## Stated task
From the line containing "Thank you for the photograph above. Please mark the grass, and" through the last line of the data, return those lines exactly as written and nothing more.

>> begin Working data

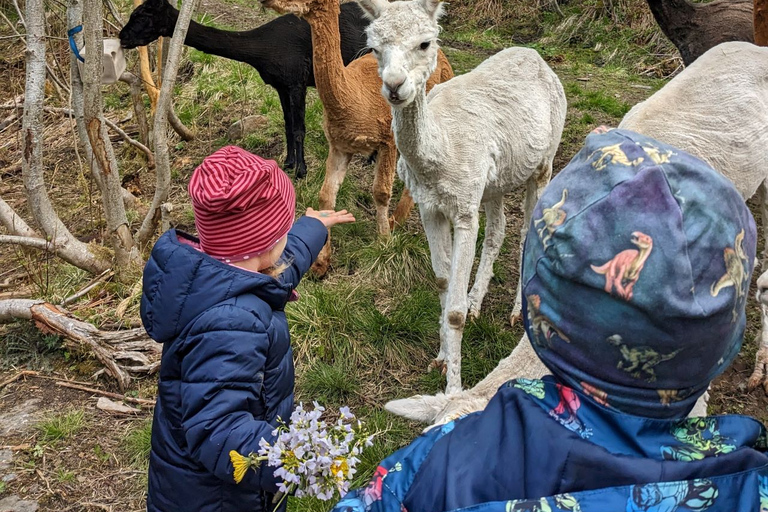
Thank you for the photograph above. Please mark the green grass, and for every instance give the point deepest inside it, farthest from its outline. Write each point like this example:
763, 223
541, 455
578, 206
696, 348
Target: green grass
329, 383
61, 426
137, 443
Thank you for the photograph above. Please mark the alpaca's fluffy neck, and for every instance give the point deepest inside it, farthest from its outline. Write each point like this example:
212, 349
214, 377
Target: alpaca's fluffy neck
326, 55
244, 46
420, 138
671, 15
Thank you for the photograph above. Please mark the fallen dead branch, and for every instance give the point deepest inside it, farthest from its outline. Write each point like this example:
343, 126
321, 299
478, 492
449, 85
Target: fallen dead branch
107, 394
123, 353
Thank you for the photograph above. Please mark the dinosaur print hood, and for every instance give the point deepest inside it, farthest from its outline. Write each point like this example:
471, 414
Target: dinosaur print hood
636, 272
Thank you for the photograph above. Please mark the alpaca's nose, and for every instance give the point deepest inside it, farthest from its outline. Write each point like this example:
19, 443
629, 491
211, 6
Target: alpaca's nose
392, 87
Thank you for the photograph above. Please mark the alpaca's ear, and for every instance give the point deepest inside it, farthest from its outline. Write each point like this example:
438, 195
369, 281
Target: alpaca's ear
373, 8
424, 408
434, 8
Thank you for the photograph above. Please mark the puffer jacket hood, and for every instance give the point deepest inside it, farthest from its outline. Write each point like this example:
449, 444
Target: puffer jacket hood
199, 282
227, 370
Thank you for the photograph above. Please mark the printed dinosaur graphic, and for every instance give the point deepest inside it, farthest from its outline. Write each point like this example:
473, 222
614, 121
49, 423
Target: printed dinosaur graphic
565, 412
563, 503
533, 387
735, 272
762, 482
636, 360
668, 396
597, 394
622, 272
551, 218
656, 155
700, 438
696, 496
541, 326
612, 154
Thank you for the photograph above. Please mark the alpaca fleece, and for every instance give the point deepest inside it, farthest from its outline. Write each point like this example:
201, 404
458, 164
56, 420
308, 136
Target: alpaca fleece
470, 142
356, 120
717, 110
280, 50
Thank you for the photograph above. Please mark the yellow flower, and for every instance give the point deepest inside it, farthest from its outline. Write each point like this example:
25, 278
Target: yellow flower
339, 468
241, 465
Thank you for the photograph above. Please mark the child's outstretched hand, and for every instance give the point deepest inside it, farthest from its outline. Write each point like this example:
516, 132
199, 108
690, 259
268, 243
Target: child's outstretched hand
331, 218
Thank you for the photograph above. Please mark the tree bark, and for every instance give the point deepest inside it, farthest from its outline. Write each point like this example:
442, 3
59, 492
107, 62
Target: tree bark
32, 147
164, 105
126, 253
121, 352
761, 22
139, 112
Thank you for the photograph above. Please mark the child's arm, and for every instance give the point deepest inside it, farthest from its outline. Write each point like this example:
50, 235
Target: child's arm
221, 381
306, 239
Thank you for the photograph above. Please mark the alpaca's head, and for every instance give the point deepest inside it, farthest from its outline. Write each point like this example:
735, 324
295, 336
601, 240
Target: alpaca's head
150, 20
403, 37
301, 8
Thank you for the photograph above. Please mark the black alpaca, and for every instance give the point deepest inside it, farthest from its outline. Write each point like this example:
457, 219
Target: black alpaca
281, 51
695, 28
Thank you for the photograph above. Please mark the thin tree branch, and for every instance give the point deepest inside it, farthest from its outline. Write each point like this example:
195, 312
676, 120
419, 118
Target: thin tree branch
32, 148
13, 222
139, 112
118, 351
126, 253
163, 169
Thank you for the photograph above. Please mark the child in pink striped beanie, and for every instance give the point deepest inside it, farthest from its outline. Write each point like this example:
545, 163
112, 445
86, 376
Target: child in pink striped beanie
217, 305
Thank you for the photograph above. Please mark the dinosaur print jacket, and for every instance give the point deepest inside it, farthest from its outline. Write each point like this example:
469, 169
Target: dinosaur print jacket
540, 446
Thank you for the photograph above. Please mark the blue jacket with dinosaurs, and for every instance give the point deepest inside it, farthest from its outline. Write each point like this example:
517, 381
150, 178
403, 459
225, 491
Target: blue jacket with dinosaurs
556, 449
227, 369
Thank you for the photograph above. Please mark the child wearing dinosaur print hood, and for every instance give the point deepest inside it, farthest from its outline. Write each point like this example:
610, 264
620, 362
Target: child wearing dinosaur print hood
635, 276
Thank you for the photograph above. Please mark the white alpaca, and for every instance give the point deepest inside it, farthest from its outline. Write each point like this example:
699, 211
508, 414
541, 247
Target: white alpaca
471, 141
717, 110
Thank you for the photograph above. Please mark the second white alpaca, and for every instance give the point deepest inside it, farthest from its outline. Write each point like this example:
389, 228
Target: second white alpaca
717, 110
469, 143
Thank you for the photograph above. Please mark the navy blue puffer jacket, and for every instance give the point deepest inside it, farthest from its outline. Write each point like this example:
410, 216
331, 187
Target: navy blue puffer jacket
227, 370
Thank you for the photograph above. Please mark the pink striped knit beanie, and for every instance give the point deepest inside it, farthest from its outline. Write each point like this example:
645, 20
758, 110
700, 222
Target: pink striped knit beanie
243, 204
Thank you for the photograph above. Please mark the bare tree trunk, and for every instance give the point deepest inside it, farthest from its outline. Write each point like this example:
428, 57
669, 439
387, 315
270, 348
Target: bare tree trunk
139, 112
121, 352
761, 22
164, 105
32, 147
126, 253
146, 73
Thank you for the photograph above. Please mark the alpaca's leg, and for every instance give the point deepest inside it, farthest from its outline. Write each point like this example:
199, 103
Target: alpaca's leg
761, 358
402, 210
298, 104
383, 180
534, 187
335, 169
290, 152
438, 230
464, 239
495, 225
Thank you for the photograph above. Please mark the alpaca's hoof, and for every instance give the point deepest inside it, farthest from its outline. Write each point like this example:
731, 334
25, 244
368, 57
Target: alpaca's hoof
438, 364
320, 268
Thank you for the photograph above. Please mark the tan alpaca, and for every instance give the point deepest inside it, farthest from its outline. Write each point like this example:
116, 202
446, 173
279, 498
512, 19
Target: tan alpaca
357, 119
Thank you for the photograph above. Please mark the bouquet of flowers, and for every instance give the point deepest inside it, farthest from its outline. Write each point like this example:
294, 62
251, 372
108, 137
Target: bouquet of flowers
313, 457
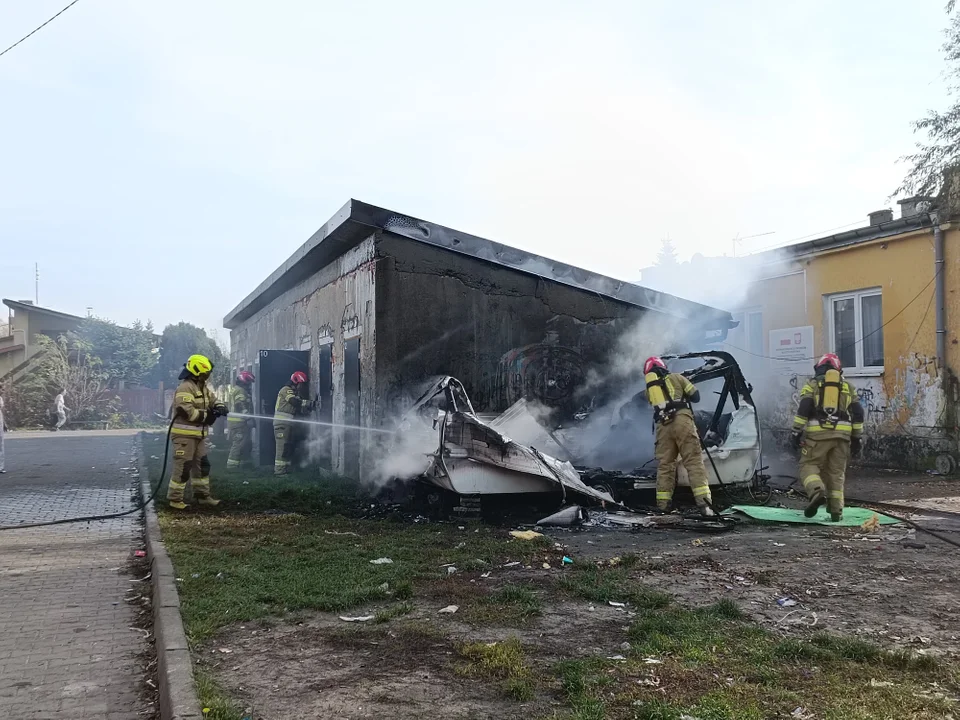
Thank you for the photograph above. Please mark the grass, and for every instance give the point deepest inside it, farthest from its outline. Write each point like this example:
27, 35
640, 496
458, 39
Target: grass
296, 544
510, 606
611, 583
393, 612
711, 663
502, 661
213, 701
246, 563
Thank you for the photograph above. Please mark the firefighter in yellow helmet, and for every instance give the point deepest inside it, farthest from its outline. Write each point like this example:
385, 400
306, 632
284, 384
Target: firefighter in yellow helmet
195, 408
240, 403
671, 395
289, 405
827, 430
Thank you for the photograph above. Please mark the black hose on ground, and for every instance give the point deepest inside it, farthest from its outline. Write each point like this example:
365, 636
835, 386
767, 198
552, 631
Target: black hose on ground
892, 509
110, 516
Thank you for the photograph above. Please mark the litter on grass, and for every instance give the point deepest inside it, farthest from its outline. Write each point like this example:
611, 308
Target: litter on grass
525, 534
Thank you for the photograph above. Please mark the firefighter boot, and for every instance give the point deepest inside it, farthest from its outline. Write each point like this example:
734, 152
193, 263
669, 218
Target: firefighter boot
816, 500
175, 495
201, 491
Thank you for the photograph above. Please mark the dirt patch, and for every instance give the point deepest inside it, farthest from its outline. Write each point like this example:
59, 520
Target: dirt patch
843, 581
324, 667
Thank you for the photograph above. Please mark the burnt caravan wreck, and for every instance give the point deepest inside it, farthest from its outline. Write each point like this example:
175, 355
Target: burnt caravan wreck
377, 305
469, 457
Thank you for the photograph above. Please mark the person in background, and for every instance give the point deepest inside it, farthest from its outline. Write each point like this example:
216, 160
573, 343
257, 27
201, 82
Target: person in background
671, 395
289, 405
827, 430
61, 410
240, 403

>> end Working data

## Response for this exercise
Thank you for the photograph above. Please mark the grass, and for every instance give the point deepest inside it, farthest from its outline. Write each point like this example:
27, 35
640, 496
458, 39
Target: grass
296, 544
510, 606
611, 583
393, 612
711, 663
502, 661
213, 701
246, 563
Thank you for the photograph above. Please mark the firefighter in yellow helmet, and for every instance give the point deepest inside it, farthest from its outline. Write each point like this example:
385, 400
306, 632
284, 384
Target: firefighter in yellow helmet
195, 408
240, 403
671, 395
289, 405
827, 430
Thank you for the photograph above. Please mark the black hose on ground, and for every instance give the point deepest inside it, farthest from its outline. Write each point like this example:
365, 636
835, 386
767, 198
552, 631
Target: black hose on ground
892, 509
110, 516
Thank you for the photograph above. Please mark the litter on grass, and for every instance give the point deepest inside it, farthest from its outline. Write each point like this example:
611, 308
Target: litter on grass
525, 534
Thank you for the photograph above. Please mark the firefighter boot, and for every instance give the point deepest inside it, farthest from its outline. Write each point like this example:
734, 152
193, 263
669, 218
Target: firefighter boot
816, 500
175, 495
201, 491
Thank you for the photograph above. Please mark the dirt patch, and for every instance give the point deepest inside it, farthest from its outline. Write each point like this example:
59, 520
Target: dirt patch
843, 581
324, 667
Thank you for the photograph above. Please mark the burnt caravan wreck, and for every instance give the point deepest inside it, farthest from its outline. Write each point like this example:
175, 355
Target: burnt caravan wreck
377, 305
469, 457
Thank you for the photograph above. Please mark the person in background, and for every instance give the point deepest inside it, farthest from its outline. Write each point like this example:
216, 160
573, 343
257, 27
201, 82
Target: person in background
671, 395
289, 405
827, 430
61, 410
240, 403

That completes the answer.